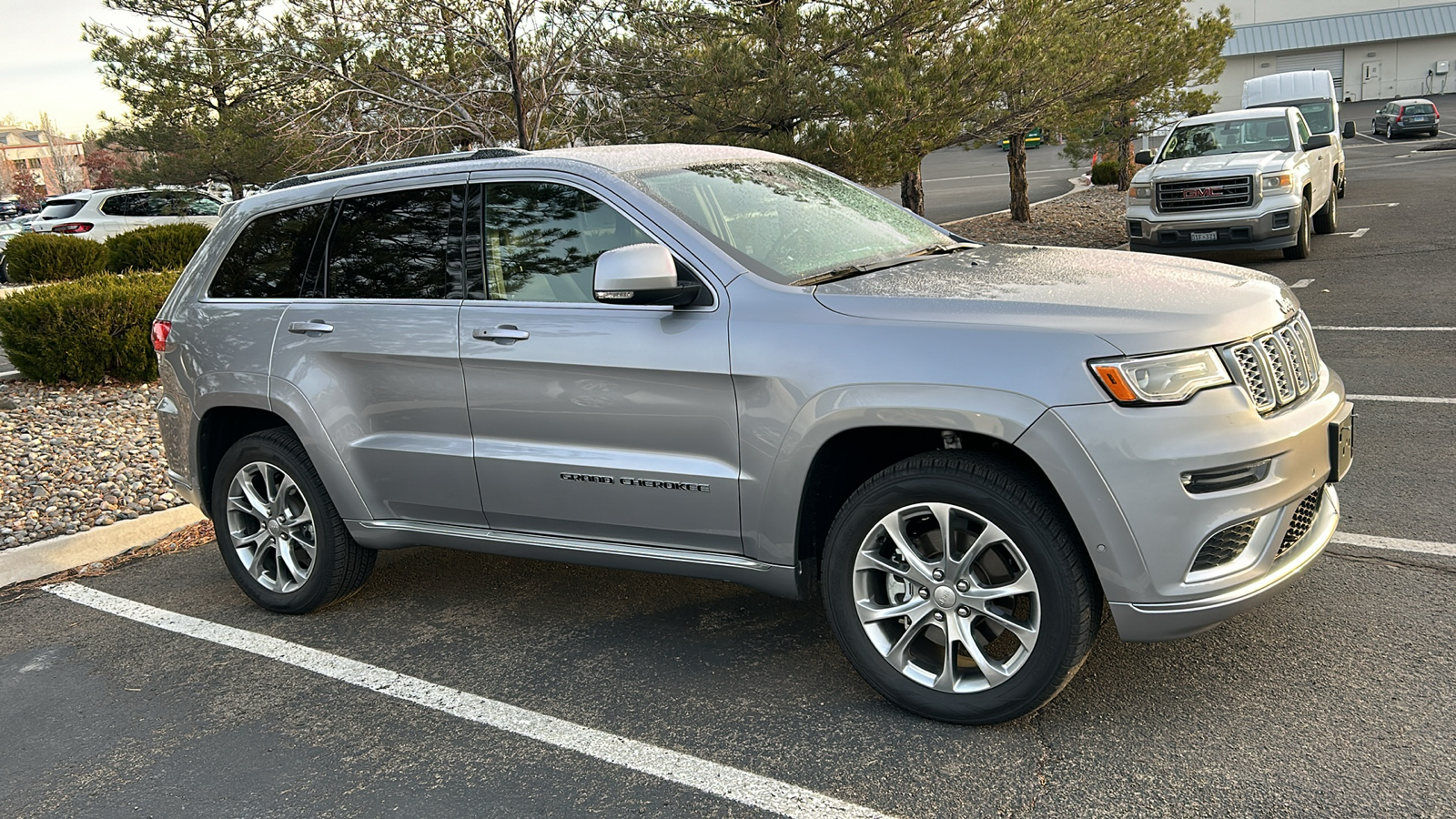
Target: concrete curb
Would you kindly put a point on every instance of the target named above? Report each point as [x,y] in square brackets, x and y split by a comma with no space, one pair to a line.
[1077,186]
[43,559]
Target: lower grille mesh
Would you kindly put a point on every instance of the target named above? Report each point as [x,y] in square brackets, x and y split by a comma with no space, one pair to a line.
[1303,519]
[1223,545]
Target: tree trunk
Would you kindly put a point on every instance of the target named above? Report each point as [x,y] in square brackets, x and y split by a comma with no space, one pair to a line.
[912,191]
[1016,162]
[1125,165]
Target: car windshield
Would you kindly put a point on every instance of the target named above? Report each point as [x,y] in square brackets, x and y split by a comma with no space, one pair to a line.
[786,220]
[1234,136]
[62,208]
[1320,116]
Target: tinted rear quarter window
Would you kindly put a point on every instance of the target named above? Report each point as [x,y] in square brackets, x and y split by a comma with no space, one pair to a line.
[62,208]
[398,245]
[269,257]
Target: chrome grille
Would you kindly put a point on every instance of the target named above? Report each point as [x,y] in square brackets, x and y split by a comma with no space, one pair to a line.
[1303,519]
[1206,194]
[1279,366]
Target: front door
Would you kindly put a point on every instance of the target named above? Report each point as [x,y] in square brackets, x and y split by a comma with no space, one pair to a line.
[590,420]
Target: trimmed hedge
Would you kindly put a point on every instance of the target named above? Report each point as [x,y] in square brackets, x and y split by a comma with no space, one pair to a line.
[159,247]
[34,258]
[1106,172]
[86,329]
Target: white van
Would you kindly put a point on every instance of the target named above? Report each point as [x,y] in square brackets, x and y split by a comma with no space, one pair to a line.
[1314,94]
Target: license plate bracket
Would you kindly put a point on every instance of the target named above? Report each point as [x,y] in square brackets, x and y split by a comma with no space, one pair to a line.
[1341,442]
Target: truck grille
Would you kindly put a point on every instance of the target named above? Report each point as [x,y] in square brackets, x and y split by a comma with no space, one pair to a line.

---*---

▶ [Stated goal]:
Could you copy all of the data above line for line, without changing a word and leaving out the pictures?

▶ [Answer to this problem]:
Target: concrete curb
Would you kindly put a point on every instance of the target named above? Report each point as [x,y] in square brackets, x and y split by a comma with no space, one pair to a line.
[1077,186]
[43,559]
Target: lower grille mesh
Would you kindly put a point on every instance of the target named above? Report each point as [x,y] in square brackets, x and y split by a comma with no space, one pair to a line.
[1303,519]
[1223,545]
Target: tree trunk
Would you kindly put a point on every instance of the target named above? Report each point as [x,y] in square brackets, x and y split by a comma with no space, one pair to a line.
[912,191]
[1016,162]
[1125,165]
Target: car windshield
Would you kindly put a point on every instance of the target named above? Report each point as [x,y] in square brackets, x and y split by a comma with no space, one pair to a line.
[786,220]
[1234,136]
[62,208]
[1320,116]
Target: tinted rear quarter window
Would you kindly put a point on every instance of the target named above? Report each point as [x,y] in square brackets, x and y split by a comma with no space, one pair to a line.
[62,208]
[398,245]
[269,257]
Target: chrome grille
Would you kindly put a point on every instance of the target named above? Report each point as [x,y] in square brackets, x and y split by a comma with no space, one pair to a line.
[1303,519]
[1206,194]
[1279,366]
Target: front door
Would you kindly put a point on every instance of the target named above? Report each point as [x,y] in square brackets, x and y split by a comma with no space, one pair to a line.
[590,420]
Target: trimmed hedge
Would you kindly put a point on every instance of the target named above? Report each point as [x,y] in square brackets, x and y split by a comma with no space, one pair to a line.
[159,247]
[34,258]
[1106,172]
[86,329]
Target: white van
Would you kindly put a point on every instance of the target named above? Report each point as [x,y] in square brackets, x and y split by a comma with no space, one pair to a line.
[1314,94]
Target: license plate bracket
Would you kindly put a point on every instance of the target named above? Report each point as [x,y] in square brackets, x and y split by a comma with no space, one pair to a line.
[1341,442]
Target: truck grille
Would you kindly put a point on every instance of the target named above? Report each point as [x,y] in square brackets, x and y split by a comma with no space, one pair to a line.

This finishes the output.